_TASK PROMPT_: Copy each line below as it stands, but skip any picture it contains.

────

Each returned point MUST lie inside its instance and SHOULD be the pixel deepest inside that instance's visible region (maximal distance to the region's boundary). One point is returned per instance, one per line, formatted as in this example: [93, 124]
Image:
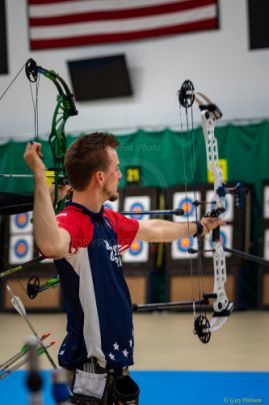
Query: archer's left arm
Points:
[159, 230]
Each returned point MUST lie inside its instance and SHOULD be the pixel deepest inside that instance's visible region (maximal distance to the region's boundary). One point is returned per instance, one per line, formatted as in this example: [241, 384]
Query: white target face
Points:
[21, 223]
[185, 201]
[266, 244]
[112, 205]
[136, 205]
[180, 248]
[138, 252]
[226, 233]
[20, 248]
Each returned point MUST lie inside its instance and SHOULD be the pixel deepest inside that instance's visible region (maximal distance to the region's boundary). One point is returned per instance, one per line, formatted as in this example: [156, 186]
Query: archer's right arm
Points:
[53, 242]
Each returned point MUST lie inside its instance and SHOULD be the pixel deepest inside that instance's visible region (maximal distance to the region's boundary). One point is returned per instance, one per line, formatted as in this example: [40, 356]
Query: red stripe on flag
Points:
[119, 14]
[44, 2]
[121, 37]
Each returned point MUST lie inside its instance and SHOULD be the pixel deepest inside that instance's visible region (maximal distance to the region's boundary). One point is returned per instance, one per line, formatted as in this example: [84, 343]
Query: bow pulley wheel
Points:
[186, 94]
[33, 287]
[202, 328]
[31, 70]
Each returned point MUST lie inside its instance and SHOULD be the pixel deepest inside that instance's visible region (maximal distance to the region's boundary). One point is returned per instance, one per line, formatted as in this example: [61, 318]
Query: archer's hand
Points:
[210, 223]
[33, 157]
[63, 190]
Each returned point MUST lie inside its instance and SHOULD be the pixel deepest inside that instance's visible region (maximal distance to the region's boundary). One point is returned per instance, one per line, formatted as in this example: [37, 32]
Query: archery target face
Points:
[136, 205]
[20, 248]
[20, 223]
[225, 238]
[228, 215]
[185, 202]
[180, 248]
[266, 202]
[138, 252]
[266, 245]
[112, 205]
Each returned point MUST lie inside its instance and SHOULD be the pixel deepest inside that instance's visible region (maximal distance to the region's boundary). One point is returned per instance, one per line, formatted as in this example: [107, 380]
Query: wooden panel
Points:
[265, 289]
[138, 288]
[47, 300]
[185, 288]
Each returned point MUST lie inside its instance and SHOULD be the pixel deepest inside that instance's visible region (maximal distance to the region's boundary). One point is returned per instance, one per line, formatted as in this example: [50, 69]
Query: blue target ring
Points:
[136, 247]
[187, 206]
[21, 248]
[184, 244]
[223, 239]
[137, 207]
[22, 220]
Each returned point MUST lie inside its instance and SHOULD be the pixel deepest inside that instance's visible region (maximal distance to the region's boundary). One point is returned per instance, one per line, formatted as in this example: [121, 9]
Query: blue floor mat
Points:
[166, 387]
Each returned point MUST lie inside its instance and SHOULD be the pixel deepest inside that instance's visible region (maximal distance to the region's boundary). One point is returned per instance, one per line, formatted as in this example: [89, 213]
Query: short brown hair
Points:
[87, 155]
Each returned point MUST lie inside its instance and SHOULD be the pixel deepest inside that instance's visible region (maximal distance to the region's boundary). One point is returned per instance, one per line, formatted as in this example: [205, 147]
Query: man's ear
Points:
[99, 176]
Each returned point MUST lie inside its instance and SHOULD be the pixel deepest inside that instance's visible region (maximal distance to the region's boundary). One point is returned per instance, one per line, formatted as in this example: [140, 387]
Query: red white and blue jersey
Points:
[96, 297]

────

_SOLUTION_:
Each returned point MUST lie inside its instance and SHOULD be the pixel deepest inside that instance's visible region (maximal distance to the region's boundary). One point is returned per instance, one per line, formatted as in this example: [93, 124]
Image:
Query: archer's left arm
Points:
[159, 230]
Each returned point MUST lie inside its instance and SHOULD be the pixel deepest inside that instance's visible region (maximal distance to the region's boundary). One point is returned per instance, one per line, formatted as in this example: [241, 384]
Query: white target face
Points:
[21, 223]
[185, 201]
[266, 244]
[112, 205]
[136, 205]
[180, 248]
[138, 252]
[226, 233]
[20, 248]
Each returned point MUST lie inside its instance and SHOULD be the pixel deepest inside that instance's visible region (maximal distance to the region's boundary). One point is returned per instance, one per line, formatted as in this example: [156, 186]
Query: archer's right arm
Points:
[53, 242]
Each returned point MUST lie inside its instance and SHOULD be the pixel deepest inside that instance's visible region (maximal distance to the region's boundary). One point is returned per instance, one per line, formatted as in this example: [40, 356]
Query: red stripe on flag
Points:
[119, 14]
[44, 2]
[121, 37]
Each returned point MUST lie inside its instance and SHOULD be the pixel deepest inside that instance's visible region (maximal distance to the region's boundary). One point is returned per instance, one per line, formatted as in this example: [84, 343]
Query: bow pulley wheel
Points:
[186, 94]
[33, 287]
[202, 328]
[31, 70]
Each returned point MUST lie inside its instance and SHOULD be the pixel deepest inside that instance's visible region (maximal distance to the region's boundary). One point is returned per instance, one per line, formatted as in this example: [61, 318]
Query: archer's hand
Points:
[210, 223]
[33, 157]
[63, 190]
Each returned point MUST lie inside its instance and SHOULD be the pixel deepest inside that instance's visible region (maximal distance to the region's boundary). One point is returned per instance, one per line, formatted as in this example: [37, 32]
Query: archery target face
Points:
[136, 205]
[20, 248]
[20, 223]
[225, 238]
[228, 215]
[185, 202]
[180, 248]
[266, 202]
[138, 252]
[266, 245]
[112, 205]
Each returned point MUST lie inside its instance and SHOULD be the pixel deepest inside that instance's visible region (maximal distance to the region's boundary). One point is returned per instance, one per line, formatted as in this example: [107, 380]
Query: wooden panel
Points:
[265, 289]
[138, 288]
[47, 300]
[185, 288]
Each returned point MUST lie inside its instance and SHOULD be the pixel deepest inside that instance's visible region (maximal distance to the region's boundary). One point is returned per instance, one per line, formatted as in this example: [50, 69]
Query: blue target ring
Points:
[136, 247]
[187, 206]
[21, 248]
[184, 244]
[223, 239]
[137, 207]
[22, 220]
Each returned point MUST lie inside its instance and SHOULD be the pixel deepest inside that instance's visible region (maximal distance to the region's boundary). One point is returned per instance, one per line, formatted as in this example: [121, 9]
Query: blue floor mat
Points:
[166, 387]
Each returned point MUST lie inside its instance and SHOULD be the pixel deepest inside that instance's visible region (maximal distance to the region's boundary). One point is returned per instance, one per line, formatted as in this example: [89, 213]
Query: short brown hair
Points:
[87, 155]
Each returned point MUST lie inside its instance and SHOULD be the pixel deepest inside that instance's visible region (maximal distance to the region's boundary). One point is returned per instance, one per line, formatted as in this example: [205, 147]
Query: man's ear
Points:
[99, 176]
Each returned point MUST lie inside its instance and SHOULD be the pixel deepest inside that instance's visible region (maximal distance to the region's boundary). One point is returned per instance, one per line, formatted as in this example: [140, 387]
Query: red white and blue jersey
Points:
[96, 297]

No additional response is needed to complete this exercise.